→ TASK OBJECTIVE:
Reproduce the records from the line that has "[point] at the interior" through the end of the records, renaming "shop window" to "storefront window" and leaving everything else unchanged.

<<<<

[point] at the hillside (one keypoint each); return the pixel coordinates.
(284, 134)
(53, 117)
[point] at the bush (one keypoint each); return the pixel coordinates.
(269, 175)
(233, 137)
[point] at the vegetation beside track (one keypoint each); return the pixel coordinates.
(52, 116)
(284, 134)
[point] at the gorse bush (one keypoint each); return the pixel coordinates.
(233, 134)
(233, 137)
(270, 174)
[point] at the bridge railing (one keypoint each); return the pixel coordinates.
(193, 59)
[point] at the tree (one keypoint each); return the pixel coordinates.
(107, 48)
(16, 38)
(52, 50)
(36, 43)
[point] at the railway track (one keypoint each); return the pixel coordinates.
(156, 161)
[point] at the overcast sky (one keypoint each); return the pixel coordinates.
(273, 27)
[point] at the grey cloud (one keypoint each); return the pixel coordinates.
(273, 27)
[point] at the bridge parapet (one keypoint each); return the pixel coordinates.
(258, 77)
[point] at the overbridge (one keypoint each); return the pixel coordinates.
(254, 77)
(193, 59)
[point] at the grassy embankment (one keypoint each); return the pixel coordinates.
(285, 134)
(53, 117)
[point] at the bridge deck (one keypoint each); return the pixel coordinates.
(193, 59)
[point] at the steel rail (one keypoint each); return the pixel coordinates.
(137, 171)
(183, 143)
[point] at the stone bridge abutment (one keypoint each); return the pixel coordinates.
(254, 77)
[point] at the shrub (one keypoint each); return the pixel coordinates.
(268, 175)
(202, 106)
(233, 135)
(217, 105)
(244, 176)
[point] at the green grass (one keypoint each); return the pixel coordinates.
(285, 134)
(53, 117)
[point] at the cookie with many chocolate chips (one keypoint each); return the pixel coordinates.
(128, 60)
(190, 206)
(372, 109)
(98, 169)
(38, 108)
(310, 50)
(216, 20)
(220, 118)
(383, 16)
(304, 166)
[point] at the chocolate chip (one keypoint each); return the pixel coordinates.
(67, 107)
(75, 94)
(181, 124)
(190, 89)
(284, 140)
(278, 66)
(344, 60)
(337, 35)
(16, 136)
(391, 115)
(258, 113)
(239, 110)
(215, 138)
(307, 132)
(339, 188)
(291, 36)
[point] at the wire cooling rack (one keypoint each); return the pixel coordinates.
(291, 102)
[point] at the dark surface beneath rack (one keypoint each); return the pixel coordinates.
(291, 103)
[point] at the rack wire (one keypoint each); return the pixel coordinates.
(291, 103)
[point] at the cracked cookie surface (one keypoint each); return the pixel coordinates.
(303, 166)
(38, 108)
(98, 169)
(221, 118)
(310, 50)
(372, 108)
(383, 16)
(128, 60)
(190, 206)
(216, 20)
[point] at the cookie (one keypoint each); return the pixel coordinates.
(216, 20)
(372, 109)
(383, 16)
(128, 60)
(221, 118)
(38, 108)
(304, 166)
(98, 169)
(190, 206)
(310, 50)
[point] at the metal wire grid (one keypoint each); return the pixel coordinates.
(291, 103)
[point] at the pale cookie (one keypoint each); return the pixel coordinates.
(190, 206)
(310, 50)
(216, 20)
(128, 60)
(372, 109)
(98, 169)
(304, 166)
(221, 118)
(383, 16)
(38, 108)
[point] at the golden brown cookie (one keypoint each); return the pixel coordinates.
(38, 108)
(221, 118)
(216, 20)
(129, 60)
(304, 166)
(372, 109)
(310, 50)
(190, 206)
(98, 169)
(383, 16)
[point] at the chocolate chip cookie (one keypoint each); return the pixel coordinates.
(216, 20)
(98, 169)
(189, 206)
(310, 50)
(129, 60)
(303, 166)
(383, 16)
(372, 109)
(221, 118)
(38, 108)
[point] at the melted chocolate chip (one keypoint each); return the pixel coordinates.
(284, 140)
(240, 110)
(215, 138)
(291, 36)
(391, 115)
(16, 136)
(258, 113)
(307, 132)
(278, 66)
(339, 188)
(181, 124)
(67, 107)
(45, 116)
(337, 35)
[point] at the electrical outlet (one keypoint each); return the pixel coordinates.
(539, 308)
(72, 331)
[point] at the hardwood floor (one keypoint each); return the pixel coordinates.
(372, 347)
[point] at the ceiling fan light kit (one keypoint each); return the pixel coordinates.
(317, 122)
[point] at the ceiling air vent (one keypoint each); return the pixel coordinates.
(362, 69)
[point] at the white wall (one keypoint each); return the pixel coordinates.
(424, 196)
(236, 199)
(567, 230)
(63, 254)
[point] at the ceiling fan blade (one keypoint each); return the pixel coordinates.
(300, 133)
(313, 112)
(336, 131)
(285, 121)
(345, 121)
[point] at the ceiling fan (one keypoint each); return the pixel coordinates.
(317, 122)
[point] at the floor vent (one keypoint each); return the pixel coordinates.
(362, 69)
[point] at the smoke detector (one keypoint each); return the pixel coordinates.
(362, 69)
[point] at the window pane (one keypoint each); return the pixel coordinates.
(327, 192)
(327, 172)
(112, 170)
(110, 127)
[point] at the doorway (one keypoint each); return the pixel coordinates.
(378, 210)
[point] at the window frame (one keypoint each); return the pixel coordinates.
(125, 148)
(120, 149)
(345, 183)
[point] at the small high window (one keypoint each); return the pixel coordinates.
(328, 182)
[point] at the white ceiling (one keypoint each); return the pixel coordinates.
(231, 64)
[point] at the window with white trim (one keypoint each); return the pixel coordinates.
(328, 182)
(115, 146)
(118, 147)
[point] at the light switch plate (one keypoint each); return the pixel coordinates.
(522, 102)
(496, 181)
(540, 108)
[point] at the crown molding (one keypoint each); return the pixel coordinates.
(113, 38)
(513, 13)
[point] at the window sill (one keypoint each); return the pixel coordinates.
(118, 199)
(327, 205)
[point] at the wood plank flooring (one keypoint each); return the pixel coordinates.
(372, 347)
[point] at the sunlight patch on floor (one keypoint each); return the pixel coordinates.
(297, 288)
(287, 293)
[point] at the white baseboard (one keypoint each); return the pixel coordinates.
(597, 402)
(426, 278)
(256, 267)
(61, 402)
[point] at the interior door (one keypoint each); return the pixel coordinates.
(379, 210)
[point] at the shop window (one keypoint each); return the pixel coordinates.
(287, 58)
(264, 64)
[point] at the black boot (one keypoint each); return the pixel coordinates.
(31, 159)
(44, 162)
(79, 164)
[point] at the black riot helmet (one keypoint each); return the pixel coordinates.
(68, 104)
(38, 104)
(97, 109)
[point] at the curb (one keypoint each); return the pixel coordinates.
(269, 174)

>>>>

→ SOLUTION BELOW:
[point] at the interior door (one keypoint each); return the pixel coordinates.
(379, 210)
[point] at the storefront window (one keypoint each); return the pixel coordinates.
(287, 58)
(264, 64)
[point] at the black boot (one keypoint each); return the pixel coordinates.
(31, 159)
(44, 162)
(79, 164)
[point] at the black riot helmet (one keypoint each); return the pixel coordinates.
(68, 104)
(38, 104)
(97, 109)
[point] at the curb (one keypoint each); return the pixel coordinates.
(269, 174)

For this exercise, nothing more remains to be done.